**WHAT THE TASK ASKS**
Return every line of the entries below that contains the word "green", copying each line in full. Case matters.

**EXCERPTED RECORDS**

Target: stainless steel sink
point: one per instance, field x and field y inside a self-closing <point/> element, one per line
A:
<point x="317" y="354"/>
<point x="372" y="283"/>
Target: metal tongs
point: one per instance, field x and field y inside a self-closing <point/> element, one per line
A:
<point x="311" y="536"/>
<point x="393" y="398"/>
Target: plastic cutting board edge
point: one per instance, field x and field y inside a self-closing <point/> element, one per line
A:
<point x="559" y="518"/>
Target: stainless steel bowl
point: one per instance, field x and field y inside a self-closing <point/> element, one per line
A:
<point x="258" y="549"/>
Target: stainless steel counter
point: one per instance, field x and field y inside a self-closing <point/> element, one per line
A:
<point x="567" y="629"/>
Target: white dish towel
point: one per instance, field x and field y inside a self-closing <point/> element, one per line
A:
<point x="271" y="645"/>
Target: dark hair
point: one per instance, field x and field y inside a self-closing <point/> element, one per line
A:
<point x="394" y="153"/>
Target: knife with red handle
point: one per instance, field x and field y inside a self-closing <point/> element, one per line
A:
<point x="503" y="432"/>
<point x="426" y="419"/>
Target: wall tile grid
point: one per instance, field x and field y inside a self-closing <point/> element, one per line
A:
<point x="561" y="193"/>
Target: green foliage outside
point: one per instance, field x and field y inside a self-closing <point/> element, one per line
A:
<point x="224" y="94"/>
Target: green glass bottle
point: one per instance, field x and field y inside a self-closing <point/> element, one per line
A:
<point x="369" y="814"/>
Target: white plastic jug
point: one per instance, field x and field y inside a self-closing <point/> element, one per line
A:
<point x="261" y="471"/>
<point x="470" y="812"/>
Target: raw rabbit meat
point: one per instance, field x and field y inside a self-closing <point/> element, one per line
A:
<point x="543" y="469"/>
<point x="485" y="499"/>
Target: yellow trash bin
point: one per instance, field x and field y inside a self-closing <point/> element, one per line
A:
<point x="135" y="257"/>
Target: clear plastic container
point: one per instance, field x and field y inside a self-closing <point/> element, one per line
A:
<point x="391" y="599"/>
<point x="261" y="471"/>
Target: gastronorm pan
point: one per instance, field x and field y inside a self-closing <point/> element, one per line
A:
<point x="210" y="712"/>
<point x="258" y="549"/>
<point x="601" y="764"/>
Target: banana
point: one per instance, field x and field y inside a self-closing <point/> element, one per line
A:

--

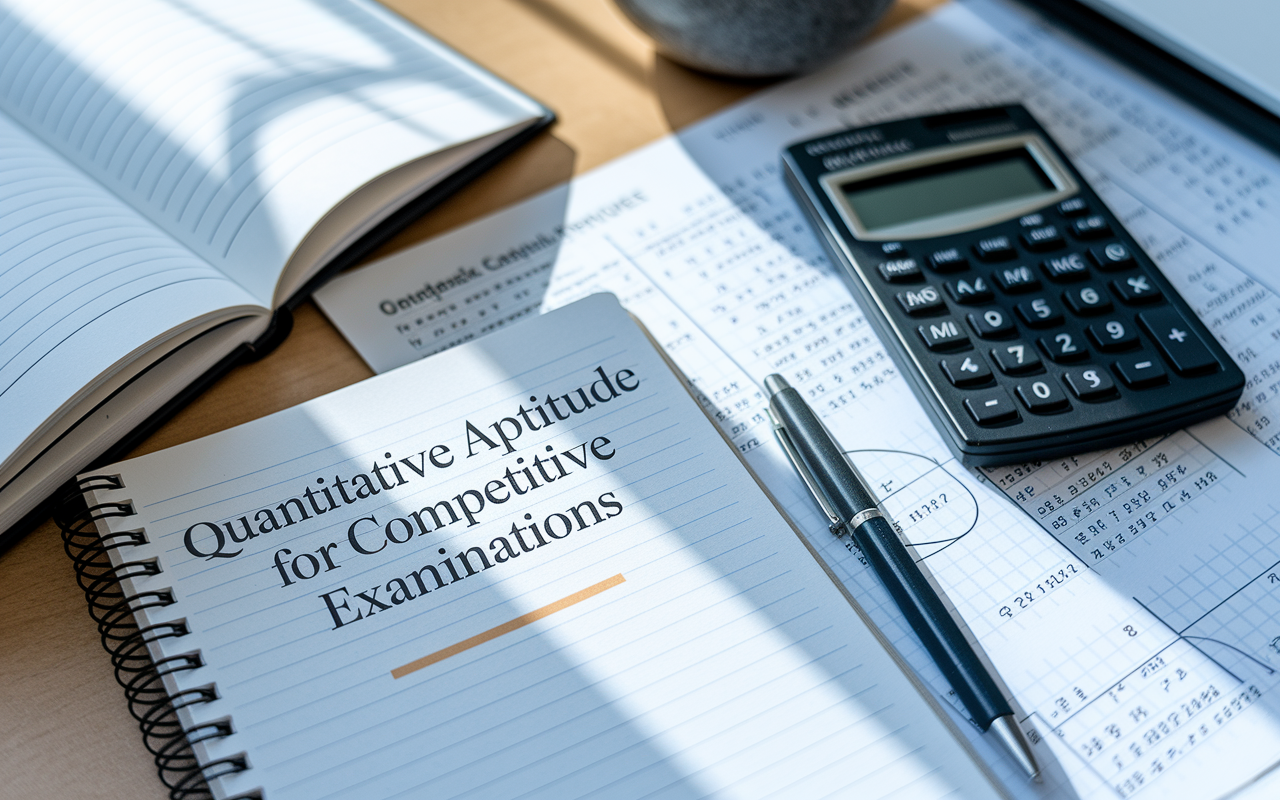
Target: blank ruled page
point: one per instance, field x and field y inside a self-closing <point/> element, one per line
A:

**COMPLETE OUTPUT**
Target: green foliage outside
Target: green glass bottle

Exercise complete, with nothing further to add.